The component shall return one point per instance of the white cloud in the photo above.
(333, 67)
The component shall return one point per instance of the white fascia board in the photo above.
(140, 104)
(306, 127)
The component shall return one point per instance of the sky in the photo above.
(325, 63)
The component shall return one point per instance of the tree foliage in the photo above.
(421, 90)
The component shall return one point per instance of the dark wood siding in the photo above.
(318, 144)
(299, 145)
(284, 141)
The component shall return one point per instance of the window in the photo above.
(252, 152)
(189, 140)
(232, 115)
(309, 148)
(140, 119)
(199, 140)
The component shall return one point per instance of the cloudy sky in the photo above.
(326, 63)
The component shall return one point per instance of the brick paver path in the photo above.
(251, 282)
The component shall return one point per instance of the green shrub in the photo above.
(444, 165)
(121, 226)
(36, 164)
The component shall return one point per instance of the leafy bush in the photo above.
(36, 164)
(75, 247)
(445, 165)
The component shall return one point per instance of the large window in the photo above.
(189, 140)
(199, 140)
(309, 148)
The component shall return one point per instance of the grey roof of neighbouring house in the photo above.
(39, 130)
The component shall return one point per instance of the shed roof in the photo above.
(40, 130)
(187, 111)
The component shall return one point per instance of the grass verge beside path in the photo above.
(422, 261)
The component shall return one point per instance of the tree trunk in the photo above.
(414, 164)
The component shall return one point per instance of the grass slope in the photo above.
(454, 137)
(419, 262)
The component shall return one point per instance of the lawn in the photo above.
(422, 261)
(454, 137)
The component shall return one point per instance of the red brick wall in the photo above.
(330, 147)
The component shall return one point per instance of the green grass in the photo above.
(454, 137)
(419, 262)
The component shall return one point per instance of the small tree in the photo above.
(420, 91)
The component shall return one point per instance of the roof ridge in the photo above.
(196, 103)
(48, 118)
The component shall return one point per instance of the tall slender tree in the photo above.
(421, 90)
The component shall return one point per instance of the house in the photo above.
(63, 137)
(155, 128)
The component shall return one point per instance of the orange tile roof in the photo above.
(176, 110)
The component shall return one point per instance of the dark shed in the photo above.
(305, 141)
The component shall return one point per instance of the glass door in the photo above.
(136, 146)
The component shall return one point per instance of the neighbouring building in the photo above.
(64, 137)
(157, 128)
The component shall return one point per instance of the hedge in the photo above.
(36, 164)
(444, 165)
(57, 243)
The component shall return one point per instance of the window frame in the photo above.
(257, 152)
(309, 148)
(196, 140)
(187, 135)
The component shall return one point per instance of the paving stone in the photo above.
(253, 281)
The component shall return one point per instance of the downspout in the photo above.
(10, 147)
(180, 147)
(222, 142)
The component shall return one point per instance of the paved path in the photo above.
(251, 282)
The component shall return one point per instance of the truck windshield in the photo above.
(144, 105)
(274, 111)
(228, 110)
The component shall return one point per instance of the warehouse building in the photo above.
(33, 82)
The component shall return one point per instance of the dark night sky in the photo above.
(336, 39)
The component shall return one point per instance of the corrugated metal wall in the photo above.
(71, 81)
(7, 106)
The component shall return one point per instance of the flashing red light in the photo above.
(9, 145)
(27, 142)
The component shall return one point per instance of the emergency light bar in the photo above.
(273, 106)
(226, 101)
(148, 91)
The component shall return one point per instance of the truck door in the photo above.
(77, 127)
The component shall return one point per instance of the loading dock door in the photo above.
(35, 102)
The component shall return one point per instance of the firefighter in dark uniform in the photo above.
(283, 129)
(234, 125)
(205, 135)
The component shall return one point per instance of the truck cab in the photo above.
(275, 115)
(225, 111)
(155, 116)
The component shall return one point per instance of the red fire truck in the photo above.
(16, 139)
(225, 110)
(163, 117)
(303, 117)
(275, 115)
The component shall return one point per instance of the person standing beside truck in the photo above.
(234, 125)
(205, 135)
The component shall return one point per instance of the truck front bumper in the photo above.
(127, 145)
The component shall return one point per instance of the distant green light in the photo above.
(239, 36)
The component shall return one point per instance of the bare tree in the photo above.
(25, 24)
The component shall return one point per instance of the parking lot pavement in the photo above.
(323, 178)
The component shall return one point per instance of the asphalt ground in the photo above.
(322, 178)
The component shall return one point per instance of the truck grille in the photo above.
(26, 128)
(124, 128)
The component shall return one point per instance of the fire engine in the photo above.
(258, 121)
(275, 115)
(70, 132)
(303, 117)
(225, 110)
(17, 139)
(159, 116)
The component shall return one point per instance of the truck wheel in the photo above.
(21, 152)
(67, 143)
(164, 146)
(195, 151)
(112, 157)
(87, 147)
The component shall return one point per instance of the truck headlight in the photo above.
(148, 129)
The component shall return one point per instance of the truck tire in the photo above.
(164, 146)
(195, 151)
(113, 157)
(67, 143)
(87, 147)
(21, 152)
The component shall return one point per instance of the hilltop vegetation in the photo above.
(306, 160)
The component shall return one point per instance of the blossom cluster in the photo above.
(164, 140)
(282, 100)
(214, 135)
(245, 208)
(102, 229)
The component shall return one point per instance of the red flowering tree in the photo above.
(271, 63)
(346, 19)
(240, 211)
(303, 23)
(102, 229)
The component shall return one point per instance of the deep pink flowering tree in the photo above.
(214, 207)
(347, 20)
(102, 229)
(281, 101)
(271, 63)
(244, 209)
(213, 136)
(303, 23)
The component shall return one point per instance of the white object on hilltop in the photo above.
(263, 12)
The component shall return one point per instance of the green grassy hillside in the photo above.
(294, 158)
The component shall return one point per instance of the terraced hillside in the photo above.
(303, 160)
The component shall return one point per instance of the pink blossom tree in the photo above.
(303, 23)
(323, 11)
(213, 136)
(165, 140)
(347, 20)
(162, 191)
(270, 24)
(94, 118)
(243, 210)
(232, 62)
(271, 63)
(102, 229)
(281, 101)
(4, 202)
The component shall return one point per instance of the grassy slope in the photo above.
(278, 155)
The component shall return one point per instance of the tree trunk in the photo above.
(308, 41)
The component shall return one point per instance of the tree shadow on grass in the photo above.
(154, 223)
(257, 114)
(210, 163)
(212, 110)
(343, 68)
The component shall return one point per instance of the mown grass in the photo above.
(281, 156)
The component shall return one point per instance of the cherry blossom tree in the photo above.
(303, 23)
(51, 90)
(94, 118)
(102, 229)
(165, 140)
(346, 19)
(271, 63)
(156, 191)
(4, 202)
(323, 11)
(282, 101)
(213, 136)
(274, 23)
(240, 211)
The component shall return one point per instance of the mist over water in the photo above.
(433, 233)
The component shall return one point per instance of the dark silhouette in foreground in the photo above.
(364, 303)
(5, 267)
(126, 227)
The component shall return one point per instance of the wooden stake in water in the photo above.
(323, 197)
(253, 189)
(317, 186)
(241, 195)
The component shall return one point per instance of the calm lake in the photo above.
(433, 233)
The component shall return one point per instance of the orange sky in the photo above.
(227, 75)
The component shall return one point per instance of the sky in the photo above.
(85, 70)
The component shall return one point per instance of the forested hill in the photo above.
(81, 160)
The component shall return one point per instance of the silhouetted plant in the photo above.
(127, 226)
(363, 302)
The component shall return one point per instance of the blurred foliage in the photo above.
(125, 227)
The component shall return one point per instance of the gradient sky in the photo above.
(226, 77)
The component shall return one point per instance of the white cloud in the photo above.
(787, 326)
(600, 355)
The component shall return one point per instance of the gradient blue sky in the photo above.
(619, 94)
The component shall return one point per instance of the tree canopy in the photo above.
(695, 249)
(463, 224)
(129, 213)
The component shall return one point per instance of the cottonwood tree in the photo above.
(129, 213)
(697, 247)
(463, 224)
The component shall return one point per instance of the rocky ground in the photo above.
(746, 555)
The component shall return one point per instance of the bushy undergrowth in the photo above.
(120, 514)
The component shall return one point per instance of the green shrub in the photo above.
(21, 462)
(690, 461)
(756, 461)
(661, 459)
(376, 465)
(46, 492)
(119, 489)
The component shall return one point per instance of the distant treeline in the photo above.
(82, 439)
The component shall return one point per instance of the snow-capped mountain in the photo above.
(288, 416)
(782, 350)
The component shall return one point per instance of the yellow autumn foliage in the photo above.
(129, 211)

####

:: Work instructions ::
Repeat only the lines from the one holding "cottonwood tree in the photo above." through the last line of the data.

:: Full output ::
The component shall return one point per instance of the cottonwood tree in the photo above.
(129, 213)
(697, 247)
(463, 224)
The component shall return one point per instance of the rocky ground in the photo above.
(746, 555)
The component shall return one point per instance of the bushy undergrowth in the photo above.
(120, 514)
The component shall return one point per instance of the green shrub in the photo above.
(21, 462)
(690, 461)
(756, 461)
(661, 459)
(376, 465)
(46, 492)
(119, 489)
The component shall return one point per instance of the distant treeline in the photo above.
(82, 439)
The component shall return one point per instance of the snow-capped mountain in the photo above.
(288, 416)
(782, 350)
The component shall return one point per instance of the yellow autumn foliage in the photo above.
(129, 211)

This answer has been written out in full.